═══ Entries shown ═══
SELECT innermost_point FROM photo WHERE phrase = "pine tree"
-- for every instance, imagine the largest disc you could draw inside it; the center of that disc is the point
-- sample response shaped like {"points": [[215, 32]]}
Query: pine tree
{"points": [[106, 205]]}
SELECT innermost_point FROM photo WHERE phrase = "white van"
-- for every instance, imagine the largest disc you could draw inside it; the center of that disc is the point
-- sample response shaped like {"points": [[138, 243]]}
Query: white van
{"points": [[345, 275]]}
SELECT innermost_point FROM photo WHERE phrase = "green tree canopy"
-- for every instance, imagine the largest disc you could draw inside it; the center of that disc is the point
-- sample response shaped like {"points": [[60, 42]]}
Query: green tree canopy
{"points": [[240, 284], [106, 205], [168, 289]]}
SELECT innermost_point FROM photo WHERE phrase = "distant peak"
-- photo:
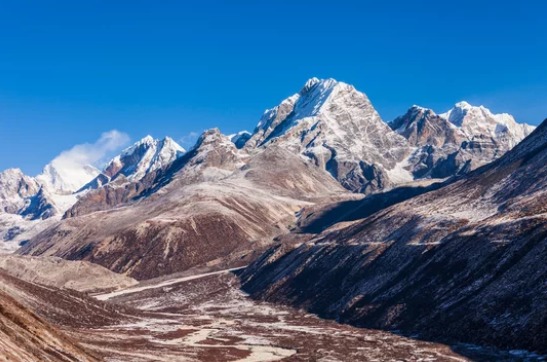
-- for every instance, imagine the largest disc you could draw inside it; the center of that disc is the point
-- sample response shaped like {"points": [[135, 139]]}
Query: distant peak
{"points": [[311, 83], [323, 84], [13, 171], [463, 105], [147, 139]]}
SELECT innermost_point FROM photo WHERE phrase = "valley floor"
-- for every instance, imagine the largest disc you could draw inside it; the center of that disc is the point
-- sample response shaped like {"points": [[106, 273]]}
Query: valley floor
{"points": [[207, 318]]}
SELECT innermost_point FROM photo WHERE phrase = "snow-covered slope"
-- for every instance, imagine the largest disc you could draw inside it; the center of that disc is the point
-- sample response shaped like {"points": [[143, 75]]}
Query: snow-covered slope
{"points": [[460, 140], [135, 162], [66, 178], [481, 122], [15, 189], [337, 127], [464, 262]]}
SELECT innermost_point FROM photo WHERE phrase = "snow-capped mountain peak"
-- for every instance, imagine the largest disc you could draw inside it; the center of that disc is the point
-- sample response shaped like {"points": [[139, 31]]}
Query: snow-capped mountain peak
{"points": [[336, 127], [66, 178], [143, 157], [476, 121]]}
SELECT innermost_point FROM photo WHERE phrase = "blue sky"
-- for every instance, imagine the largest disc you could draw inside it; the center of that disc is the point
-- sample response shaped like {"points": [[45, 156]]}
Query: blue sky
{"points": [[71, 70]]}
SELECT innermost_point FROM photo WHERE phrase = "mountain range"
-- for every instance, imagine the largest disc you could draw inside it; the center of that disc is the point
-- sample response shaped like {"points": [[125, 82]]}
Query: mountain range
{"points": [[432, 223]]}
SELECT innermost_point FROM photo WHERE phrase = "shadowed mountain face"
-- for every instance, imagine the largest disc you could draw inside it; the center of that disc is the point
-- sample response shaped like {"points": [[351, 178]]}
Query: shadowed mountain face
{"points": [[209, 207], [25, 336], [155, 211], [464, 262]]}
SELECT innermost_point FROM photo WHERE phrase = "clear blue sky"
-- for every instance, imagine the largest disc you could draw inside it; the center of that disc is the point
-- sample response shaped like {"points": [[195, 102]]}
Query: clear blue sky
{"points": [[70, 70]]}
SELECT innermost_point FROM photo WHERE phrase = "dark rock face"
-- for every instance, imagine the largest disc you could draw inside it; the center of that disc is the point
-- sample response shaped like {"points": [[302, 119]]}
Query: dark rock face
{"points": [[444, 149], [464, 262], [40, 207]]}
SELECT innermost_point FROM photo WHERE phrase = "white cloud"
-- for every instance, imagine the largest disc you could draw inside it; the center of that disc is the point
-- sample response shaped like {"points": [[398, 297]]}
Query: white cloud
{"points": [[75, 167], [94, 154]]}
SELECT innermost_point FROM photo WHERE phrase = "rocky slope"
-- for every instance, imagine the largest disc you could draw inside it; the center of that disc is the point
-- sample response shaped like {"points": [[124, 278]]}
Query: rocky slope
{"points": [[458, 141], [463, 262], [337, 127], [212, 205], [26, 337], [77, 275]]}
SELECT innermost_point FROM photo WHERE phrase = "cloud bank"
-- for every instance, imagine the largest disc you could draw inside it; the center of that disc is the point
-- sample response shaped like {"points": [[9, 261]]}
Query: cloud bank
{"points": [[75, 167]]}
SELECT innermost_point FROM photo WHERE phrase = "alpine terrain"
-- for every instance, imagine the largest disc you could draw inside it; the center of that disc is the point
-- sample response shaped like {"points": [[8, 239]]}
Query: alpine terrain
{"points": [[325, 234]]}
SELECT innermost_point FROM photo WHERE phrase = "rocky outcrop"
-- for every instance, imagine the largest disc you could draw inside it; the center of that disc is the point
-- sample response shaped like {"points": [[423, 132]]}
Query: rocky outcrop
{"points": [[458, 141], [463, 262], [212, 205], [15, 189], [336, 127]]}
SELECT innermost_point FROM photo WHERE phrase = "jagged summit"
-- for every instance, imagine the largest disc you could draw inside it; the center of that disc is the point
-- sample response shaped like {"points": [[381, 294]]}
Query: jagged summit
{"points": [[337, 128], [145, 156]]}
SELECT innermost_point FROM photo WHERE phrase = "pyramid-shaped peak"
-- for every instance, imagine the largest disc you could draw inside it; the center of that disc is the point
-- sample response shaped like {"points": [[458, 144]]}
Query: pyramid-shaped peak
{"points": [[320, 84]]}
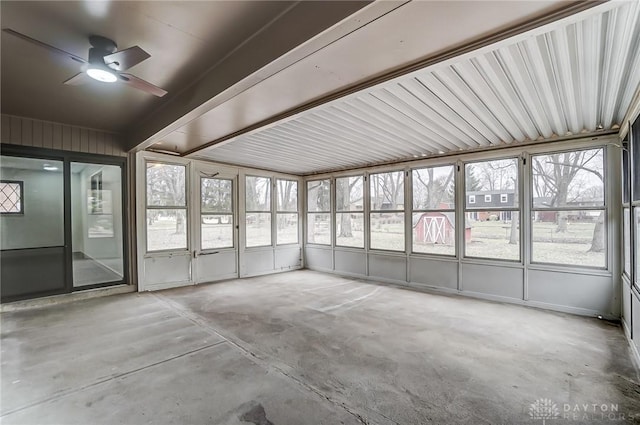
═══
Given task |
Pull out every line of the records above that contains the string "peak", matching its case exactly.

Task response |
SELECT innermost_point FROM photo WHERE phrase = "distant peak"
Query: distant peak
SELECT innermost_point FROM photo WHERE phrase = "snow-capped mountain peak"
Query: snow-capped mountain peak
SELECT innermost_point FROM photo WHERE phrase = "pyramid-shaped peak"
Query: pyramid-shaped peak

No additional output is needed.